## Your tasks:
A. Copy the theater sound passage word for word. Begin at the words "I have already" and stop after "power amplifier. (12)".
B. In the theater sound passage, does each statement agree with the text? Answer yes or no, and quote the deciding words. (i) Placing the microphone diaphragm at a large boundary gives a 6dB increase in gain. (ii) The JBL Model 2380 keeps its directivity below 1.2 kHz. (iii) The secondary boundary is formed to an angle of 135 degrees.
C. Carry on the theater sound passage, starting after its last sentence.

* begin Provided text *

My previous experience in sound of rmusical theatre had given me a preference for boundary effect microphone. (7) Placing a microphone diaphragm in the plane of a large boundary, such as the floor or wall, has two advantages. First, there is a doubling of microphone sensitivity caused by the pressure build-up at the boundary. This provides an increase of 6dB in gain. Secondly, interference effects between direct sound and reflections from the boundary are eliminated. This provides a smoother frequency response from the microphone. (8)

Fig. 3 shows the version of the microphone I have found most useful. It was first suggested by Becker and Wahrenbrock. (9) A secondary boundary has been added perpendicular to the floor. This boundary is formed to an angle of 135 degrees to further restrict the microphone's polar reponse. This restriction rejects reverberant sound from behind the microphone. The decrease in reverberant pickup[ permits the microphone to be used further away from the source (performer) without sounding hollow or distant. (10)

Figure 3 -- Pressure Zone Microphone

I felt that three of these microphones placed across the front of the stage would be sufficent to cover the entire stage to a depth of about twenty feet. Working from the set designer's sketches, I found that there would be several areas beyond this limit where dialogue and musical numbers would take place. I planned to hang two boundary microphones mounted on three-foot square plexiglass sheets from the lighting grid to give general coverage of the upstage areas.

Figure 4 -- PZM on Set

Once we had started rehearsing in the theatre, it became apparent that there were a few other places where I would need additional pickup. I was able to conceal two more microphones in the set. In one number, 'The Rhythm of Life', the performed moved over large areas of the stage. For this number, I used a wireless microphone concealed in his costume. A radio transmitter relayed the microphone signal back to the console. I prefer not to use wireless mics. because of their limited dynamic range and notorious unreliability.

E. Processing

I have already discussed how I selected and positioned the loudspeakers. I should mention that the JBL Model 2380 is a high frequency device. It maintains its Q or directivity only above 1.2 kHz. It would be necessary to find a low frequency loudspeaker to reproduce the rest of the audio spectrum. The Bose model 802 is a full-range speaker which is small enough to hang on a lighting rail. (11) I used an electronic filter (crossover) to split the audio into two bands which fed separate power amplifiers for each type of speaker. This technique, known as biamplification serves to reduce intermodulation distortion caused in the power amplifier. (12)

* end Provided text *
* begin Information provided *

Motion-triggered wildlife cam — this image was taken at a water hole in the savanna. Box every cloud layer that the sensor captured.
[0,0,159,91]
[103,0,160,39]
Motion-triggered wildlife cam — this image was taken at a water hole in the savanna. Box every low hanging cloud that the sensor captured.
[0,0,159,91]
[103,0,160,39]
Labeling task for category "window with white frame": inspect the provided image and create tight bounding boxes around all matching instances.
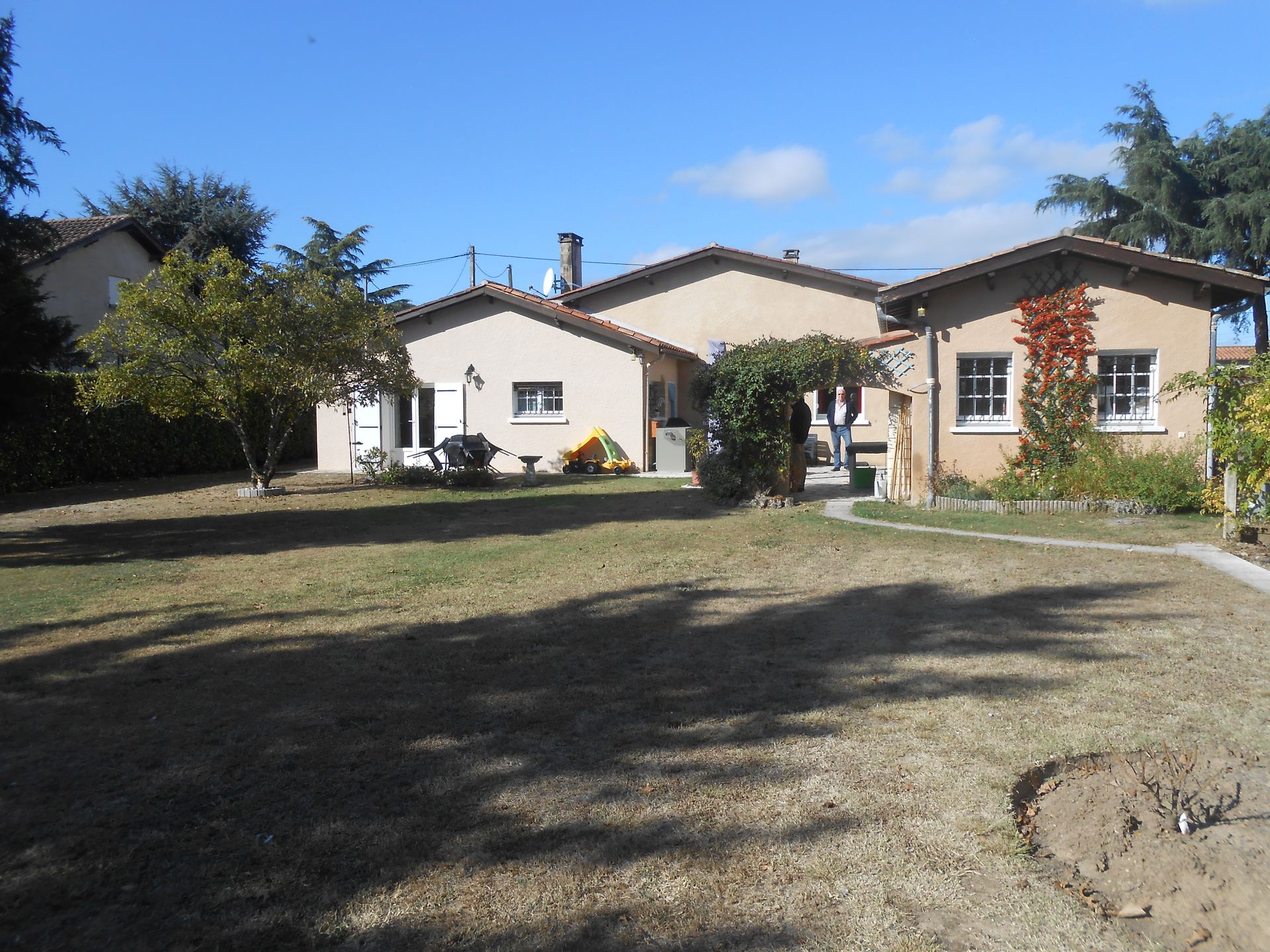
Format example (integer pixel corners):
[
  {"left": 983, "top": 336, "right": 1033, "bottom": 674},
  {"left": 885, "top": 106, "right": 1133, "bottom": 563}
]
[
  {"left": 956, "top": 354, "right": 1013, "bottom": 426},
  {"left": 512, "top": 383, "right": 564, "bottom": 416},
  {"left": 1099, "top": 352, "right": 1156, "bottom": 425},
  {"left": 395, "top": 387, "right": 437, "bottom": 450}
]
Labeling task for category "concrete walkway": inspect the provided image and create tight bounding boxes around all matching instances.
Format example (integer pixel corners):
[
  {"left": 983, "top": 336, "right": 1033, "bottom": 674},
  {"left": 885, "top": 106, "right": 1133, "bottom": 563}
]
[{"left": 823, "top": 500, "right": 1270, "bottom": 595}]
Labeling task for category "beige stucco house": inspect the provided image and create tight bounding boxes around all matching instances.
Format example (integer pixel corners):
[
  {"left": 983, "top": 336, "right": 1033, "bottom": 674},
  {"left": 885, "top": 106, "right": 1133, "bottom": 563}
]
[
  {"left": 318, "top": 232, "right": 888, "bottom": 471},
  {"left": 318, "top": 232, "right": 1267, "bottom": 499},
  {"left": 879, "top": 235, "right": 1270, "bottom": 493},
  {"left": 26, "top": 214, "right": 164, "bottom": 342}
]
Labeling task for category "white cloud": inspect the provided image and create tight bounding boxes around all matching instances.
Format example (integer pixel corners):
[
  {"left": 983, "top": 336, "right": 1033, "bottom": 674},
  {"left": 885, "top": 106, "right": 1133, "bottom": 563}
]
[
  {"left": 671, "top": 146, "right": 829, "bottom": 204},
  {"left": 860, "top": 122, "right": 922, "bottom": 163},
  {"left": 761, "top": 202, "right": 1070, "bottom": 274},
  {"left": 874, "top": 116, "right": 1114, "bottom": 202},
  {"left": 631, "top": 244, "right": 696, "bottom": 265}
]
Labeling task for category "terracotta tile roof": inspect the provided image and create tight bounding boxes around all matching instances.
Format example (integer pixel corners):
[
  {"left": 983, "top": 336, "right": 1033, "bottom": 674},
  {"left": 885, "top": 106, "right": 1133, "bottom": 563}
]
[
  {"left": 1216, "top": 344, "right": 1257, "bottom": 363},
  {"left": 26, "top": 214, "right": 164, "bottom": 264},
  {"left": 879, "top": 235, "right": 1270, "bottom": 307},
  {"left": 856, "top": 330, "right": 917, "bottom": 348},
  {"left": 556, "top": 245, "right": 881, "bottom": 301},
  {"left": 396, "top": 280, "right": 696, "bottom": 359}
]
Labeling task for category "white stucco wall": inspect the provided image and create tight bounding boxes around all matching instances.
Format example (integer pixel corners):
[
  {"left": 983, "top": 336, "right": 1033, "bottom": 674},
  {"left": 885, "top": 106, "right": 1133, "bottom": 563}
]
[
  {"left": 32, "top": 231, "right": 159, "bottom": 334},
  {"left": 318, "top": 297, "right": 644, "bottom": 472}
]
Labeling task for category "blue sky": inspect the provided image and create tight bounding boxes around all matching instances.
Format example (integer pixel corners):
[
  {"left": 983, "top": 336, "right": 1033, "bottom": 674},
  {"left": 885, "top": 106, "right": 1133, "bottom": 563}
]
[{"left": 13, "top": 0, "right": 1270, "bottom": 339}]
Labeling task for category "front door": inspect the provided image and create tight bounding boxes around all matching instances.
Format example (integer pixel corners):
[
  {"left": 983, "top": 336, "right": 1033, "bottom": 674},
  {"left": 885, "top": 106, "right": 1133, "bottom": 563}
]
[{"left": 433, "top": 383, "right": 468, "bottom": 443}]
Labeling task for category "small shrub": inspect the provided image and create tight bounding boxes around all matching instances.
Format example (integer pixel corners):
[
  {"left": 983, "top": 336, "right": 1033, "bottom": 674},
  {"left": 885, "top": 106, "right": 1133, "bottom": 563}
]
[
  {"left": 931, "top": 459, "right": 992, "bottom": 499},
  {"left": 1056, "top": 434, "right": 1204, "bottom": 513},
  {"left": 357, "top": 447, "right": 389, "bottom": 483},
  {"left": 697, "top": 453, "right": 747, "bottom": 501},
  {"left": 374, "top": 463, "right": 442, "bottom": 486}
]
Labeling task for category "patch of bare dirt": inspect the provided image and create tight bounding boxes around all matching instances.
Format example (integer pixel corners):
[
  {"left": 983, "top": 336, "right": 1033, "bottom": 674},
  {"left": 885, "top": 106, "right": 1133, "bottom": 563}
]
[
  {"left": 1220, "top": 539, "right": 1270, "bottom": 569},
  {"left": 1015, "top": 749, "right": 1270, "bottom": 952}
]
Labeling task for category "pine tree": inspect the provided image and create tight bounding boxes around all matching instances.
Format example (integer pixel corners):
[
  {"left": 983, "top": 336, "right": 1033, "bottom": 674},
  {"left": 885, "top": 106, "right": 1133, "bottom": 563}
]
[
  {"left": 80, "top": 163, "right": 273, "bottom": 262},
  {"left": 1037, "top": 81, "right": 1270, "bottom": 353},
  {"left": 0, "top": 14, "right": 77, "bottom": 371},
  {"left": 273, "top": 216, "right": 410, "bottom": 311}
]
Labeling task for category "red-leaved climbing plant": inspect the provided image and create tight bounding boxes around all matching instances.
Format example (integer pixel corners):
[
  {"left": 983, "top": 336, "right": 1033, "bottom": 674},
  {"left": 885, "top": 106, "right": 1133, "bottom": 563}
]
[{"left": 1011, "top": 284, "right": 1097, "bottom": 480}]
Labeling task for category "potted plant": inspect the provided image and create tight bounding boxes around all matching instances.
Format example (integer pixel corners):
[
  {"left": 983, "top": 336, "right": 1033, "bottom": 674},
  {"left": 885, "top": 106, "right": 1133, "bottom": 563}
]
[{"left": 685, "top": 426, "right": 708, "bottom": 486}]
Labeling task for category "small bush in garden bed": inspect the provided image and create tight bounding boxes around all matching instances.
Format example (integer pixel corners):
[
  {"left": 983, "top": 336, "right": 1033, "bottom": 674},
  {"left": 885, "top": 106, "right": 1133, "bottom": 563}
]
[
  {"left": 988, "top": 434, "right": 1205, "bottom": 513},
  {"left": 931, "top": 459, "right": 992, "bottom": 499},
  {"left": 1059, "top": 434, "right": 1204, "bottom": 513}
]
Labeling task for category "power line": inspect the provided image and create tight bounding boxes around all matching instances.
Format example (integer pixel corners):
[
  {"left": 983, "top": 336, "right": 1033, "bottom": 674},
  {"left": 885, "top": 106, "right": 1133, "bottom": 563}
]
[
  {"left": 476, "top": 251, "right": 648, "bottom": 268},
  {"left": 385, "top": 251, "right": 940, "bottom": 278},
  {"left": 446, "top": 254, "right": 468, "bottom": 297},
  {"left": 385, "top": 251, "right": 468, "bottom": 270}
]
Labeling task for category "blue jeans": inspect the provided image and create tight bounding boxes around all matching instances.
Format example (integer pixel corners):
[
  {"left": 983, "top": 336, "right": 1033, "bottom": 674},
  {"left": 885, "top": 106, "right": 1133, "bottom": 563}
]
[{"left": 829, "top": 426, "right": 851, "bottom": 469}]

* end Information provided *

## Answers:
A.
I have already discussed how I selected and positioned the loudspeakers. I should mention that the JBL Model 2380 is a high frequency device. It maintains its Q or directivity only above 1.2 kHz. It would be necessary to find a low frequency loudspeaker to reproduce the rest of the audio spectrum. The Bose model 802 is a full-range speaker which is small enough to hang on a lighting rail. (11) I used an electronic filter (crossover) to split the audio into two bands which fed separate power amplifiers for each type of speaker. This technique, known as biamplification serves to reduce intermodulation distortion caused in the power amplifier. (12)

B.
(i) Yes: "This provides an increase of 6dB in gain."
(ii) No: "It maintains its Q or directivity only above 1.2 kHz."
(iii) Yes: "This boundary is formed to an angle of 135 degrees"

C.
Figure 5 -- Sound Operations

In order to maximize the gain of the sound system before onset of acoustic feedback, I used a technique known as equalization. A graphic equalizer, with a separate control for gain in eachof twenty-seven one-third-octave bands, was used to remove peaks in the frequency response of the frequency response of the speaker array. After this process, no one frequency band had more gain than any other so the system had maximum stability. (13)

I stated earlier that the central overhead position of the loudspeaker helped to give the impression that the reinforced sound was coming from th eperformers rather than from an artificial source. There is a way to further enhance this impression. The brain cannot differentiate between direct sound and an echo arriving at the listener within a window of 5 to 35 milliseconds later. (14) I electronically delayed the reinforced sound by 20 milliseconds ro make use of this so-called precedeence or Haas effect. The listener's ear-brain system mistook the delayed sound for an echo, and perceived the total direct and delayed sound energy as a single source onstage.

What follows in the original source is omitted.